=== 文章の抜粋 ===

ぜんそくを誘発する要因として、ダニやハウスダスト、花粉などのアレルギー物質のほか、タバコ、風邪やインフルエンザなどの感染症、運動、疲労やストレス、気温や気圧の変化などが考えられます。

通常の場合、どれかひとつでなく、いくつかの要因が絡まり合って発症することがほとんどです。そのため、日常生活においては発作のきっかけとなる刺激をできるだけ遠ざけることが予防につながります。

vol.201 急な温度変化による咳やぜんそくに要注意!季節の変化によるアレルギーの原因と対策

ぜんそくには起こりやすい時期がある

ぜんそくは時間帯や季節によって、症状が出るとき・出ないときがあります。一般的に夜間や早朝に発作が出やすく、昼間になると症状が治まっているケースも少なくありません。また、春先や秋口などの季節の変わり目は、ぜんそくが悪化しやすいことで知られています1)

▶︎季節の変わり目に発作が増える原因とは

ぜんそくは気温や気圧、湿度の影響を受ける病気です。日本アレルギー学会『喘息予防・管理ガイドライン 2021』にも、ぜんそく患者さんは気温や気圧の変化・雷雨、黄砂などがぜんそくの悪化につながるため、気象予報などを参考にして外出するとよいと記されています2)。真夏や真冬は比較的気候が安定する時期ですが、春や秋は梅雨や台風などで気象の変化が激しいシーズンです。特に春先や秋口は、朝晩の気温が日中に比べて急激に下がります。ぜんそくの人にとっては、わずかな気温差も刺激になるため、発作の頻度が増えたり、症状が重くなったりしやすい状態になるわけです。実際に、前日と比較して3℃以上の気温低下や、過去5時間以内に3℃以上の気温低下があった時に、ぜんそく発作が起きやすいといわれています3)

ぜんそくではない人も、季節の変わり目に咳やくしゃみ、鼻水などに悩まされる場合があります。風邪やアレルギー性鼻炎(花粉やハウスダストによるもの)に心当たりがないのであれば、それは「血管運動性鼻炎」4)5)かもしれません。通称、「寒暖差アレルギー」とも呼ばれるものです。これは急な温度変化による自律神経の乱れが原因とされています。

=== 記録された情報 ===

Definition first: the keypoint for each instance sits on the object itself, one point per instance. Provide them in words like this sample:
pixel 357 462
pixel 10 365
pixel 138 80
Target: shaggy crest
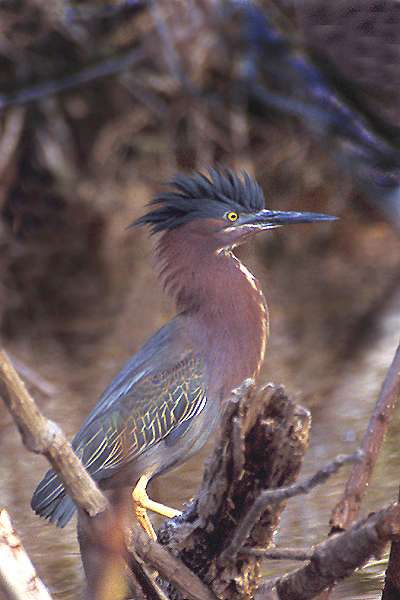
pixel 199 196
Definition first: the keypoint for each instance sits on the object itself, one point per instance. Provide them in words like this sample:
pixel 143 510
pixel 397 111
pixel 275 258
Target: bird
pixel 162 406
pixel 353 118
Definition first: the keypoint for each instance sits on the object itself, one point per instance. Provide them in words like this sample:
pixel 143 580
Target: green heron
pixel 162 406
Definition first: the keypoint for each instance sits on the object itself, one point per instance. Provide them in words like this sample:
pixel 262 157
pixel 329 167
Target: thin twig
pixel 109 66
pixel 45 437
pixel 18 578
pixel 274 553
pixel 42 436
pixel 348 509
pixel 269 497
pixel 336 558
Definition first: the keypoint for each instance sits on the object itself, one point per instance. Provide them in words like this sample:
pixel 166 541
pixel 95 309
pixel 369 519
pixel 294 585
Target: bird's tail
pixel 51 501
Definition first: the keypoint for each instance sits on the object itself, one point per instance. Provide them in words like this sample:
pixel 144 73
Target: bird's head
pixel 222 207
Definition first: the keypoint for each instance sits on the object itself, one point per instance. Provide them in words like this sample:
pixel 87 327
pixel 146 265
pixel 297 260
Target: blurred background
pixel 103 102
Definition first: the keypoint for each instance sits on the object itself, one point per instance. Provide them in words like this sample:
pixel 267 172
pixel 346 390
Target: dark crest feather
pixel 201 196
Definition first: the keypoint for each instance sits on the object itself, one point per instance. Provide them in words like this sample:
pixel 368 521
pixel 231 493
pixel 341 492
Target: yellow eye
pixel 232 216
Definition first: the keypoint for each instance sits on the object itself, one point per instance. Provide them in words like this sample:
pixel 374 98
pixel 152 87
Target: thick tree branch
pixel 42 436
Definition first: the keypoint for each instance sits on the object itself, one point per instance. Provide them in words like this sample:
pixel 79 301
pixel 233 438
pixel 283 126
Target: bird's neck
pixel 223 306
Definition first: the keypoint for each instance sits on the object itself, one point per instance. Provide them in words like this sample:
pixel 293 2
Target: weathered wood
pixel 262 444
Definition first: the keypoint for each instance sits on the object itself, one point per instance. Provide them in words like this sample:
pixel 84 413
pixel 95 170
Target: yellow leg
pixel 142 503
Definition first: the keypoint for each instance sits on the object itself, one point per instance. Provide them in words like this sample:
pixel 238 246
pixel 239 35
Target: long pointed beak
pixel 274 218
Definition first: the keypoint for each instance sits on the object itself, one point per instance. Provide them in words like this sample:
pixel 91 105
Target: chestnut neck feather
pixel 223 307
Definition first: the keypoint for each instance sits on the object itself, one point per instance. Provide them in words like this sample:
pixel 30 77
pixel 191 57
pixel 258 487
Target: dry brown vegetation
pixel 79 294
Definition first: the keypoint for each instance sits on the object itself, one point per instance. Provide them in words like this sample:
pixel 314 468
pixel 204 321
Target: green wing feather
pixel 153 408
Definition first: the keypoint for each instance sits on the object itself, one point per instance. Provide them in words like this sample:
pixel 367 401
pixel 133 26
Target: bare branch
pixel 42 436
pixel 348 509
pixel 274 553
pixel 268 497
pixel 336 558
pixel 18 578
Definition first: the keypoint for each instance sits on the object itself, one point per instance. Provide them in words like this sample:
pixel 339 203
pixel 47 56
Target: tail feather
pixel 51 501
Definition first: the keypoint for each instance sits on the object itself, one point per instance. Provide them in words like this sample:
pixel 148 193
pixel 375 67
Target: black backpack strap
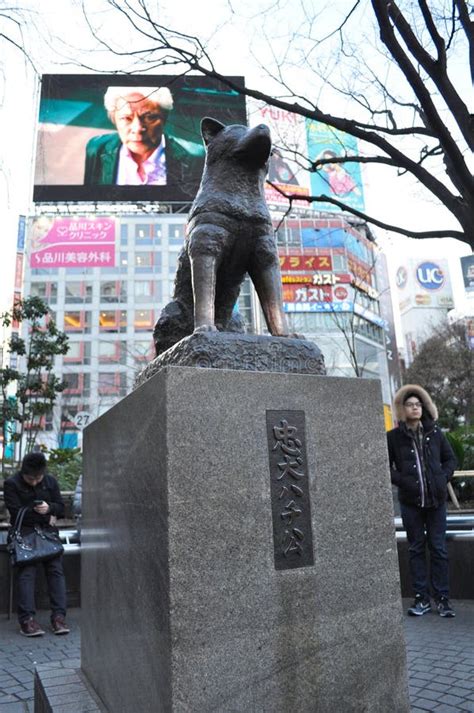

===

*やること:*
- a) ぜんそくの文章によると、ぜんそくではない人が季節の変わり目に悩まされることがある症状は何ですか。すべて挙げてください。
- b) ぜんそくの文章の続きを、最後の文のあとから書いてください。
記録された行は、ここではどれも使いません。

*答え:*
- a) 咳、くしゃみ、鼻水

- b)
寒暖差によるぜんそくや咳などのアレルギー症状を防ぐには、その原因である温度の変動をできるだけ小さくすることが大切です。

ぜんそくを上手にコントロールする方法

▶︎体温調整を心がける

急激な気温の変化が発作のきっかけになりやすいので、体温を一定に保つよう心がけましょう。外出時には薄手の洋服を重ね着しておくと、衣類による温度調整がしやすくなります。暖かい部屋から寒い場所へ移動する際は、マスクの着用が効果的です6)。冷たい空気が気道に刺激を与えるのを防げます。

室内で過ごすときは、エアコンで温度を一定にコントロールするのが理想です。その時、室外と室内の温度差をつけすぎないように注意しましょう。また、快適な湿度を保てるように、湿度コントロール機能がついたエアコンがおすすめです。エアコンのフィルターにはぜんそくのアレルゲンとなるホコリやカビが発生しやすいので、定期的に掃除してください。

▶︎ダニ対策・カビ対策をする

室内にあるアレルゲン(ダニやハウスダスト、カビなど)を吸い込むと、ぜんそくやアレルギーの原因になります。湿度が高く空気がこもりがちな室内は、ダニやカビにとって格好のすみかです。こまめに掃除や換気をし、寝具やクッションなどはなるべく丸洗いが可能な製品を使うなど、室内環境をクリーンに保ちましょう7)

▶︎ストレスをため込まない

過度のストレスは、自律神経やホルモンのバランスを崩し、ぜんそくを誘発することがあります。睡眠や休養を十分とり、ストレスをため込まないようにしましょう。適度な運動など、自分なりにストレス解消法を見つけることが大事です。

Check! 室内環境はこう整えようーアレルゲンを減らす工夫―

室内からアレルゲン全てをなくすことはできないので神経質になりすぎる必要はありませんが、ちょっとした工夫で快適な室内環境を作れます7)8)。日常生活でアレルゲンを減らす工夫例として、以下を参考にしてみてください。


  • カビやダニの増殖を防ぐため部屋を換気して湿気対策をする(花粉飛散時期に窓を開けたくない場合には、除湿機などを活用する)
  • 寝具はダニ予防として太陽の光を当てて干し、寝具の表面に掃除機をかける(花粉飛散時期は乾燥機などを活用)
  • 花飛散時期には洗濯物は屋内に干す
  • エアコンのフィルターはこまめに水洗いをする
  • カーテンは薄い製品を選んでときどき洗濯する
  • 家具は壁から少し離して隙間をあけて設置(ときどき掃除機をかける)する
  • 床はカーペットや畳よりもフローリング(板張り)にする
  • ペットは飼わないようにする
  • ソファは布製ではなく革・合成皮革製を選ぶ(ほこりの出にくい素材)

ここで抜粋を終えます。